→ STORED DATA
_ _ _ _ _
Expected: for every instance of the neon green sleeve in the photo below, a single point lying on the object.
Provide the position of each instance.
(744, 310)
_ _ _ _ _
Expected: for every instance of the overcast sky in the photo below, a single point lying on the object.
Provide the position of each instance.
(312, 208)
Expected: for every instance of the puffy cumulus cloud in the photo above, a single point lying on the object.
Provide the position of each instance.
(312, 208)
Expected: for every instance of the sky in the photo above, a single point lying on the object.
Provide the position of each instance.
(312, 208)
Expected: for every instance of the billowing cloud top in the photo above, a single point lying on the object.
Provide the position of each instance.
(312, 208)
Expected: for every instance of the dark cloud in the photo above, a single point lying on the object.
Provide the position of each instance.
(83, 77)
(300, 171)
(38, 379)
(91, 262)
_ _ _ _ _
→ SET EXERCISE
Count the lines in the records above that contain the string "cloud", treating uppercase and lowercase as different. Reply with the number only.

→ EXERCISE ANSWER
3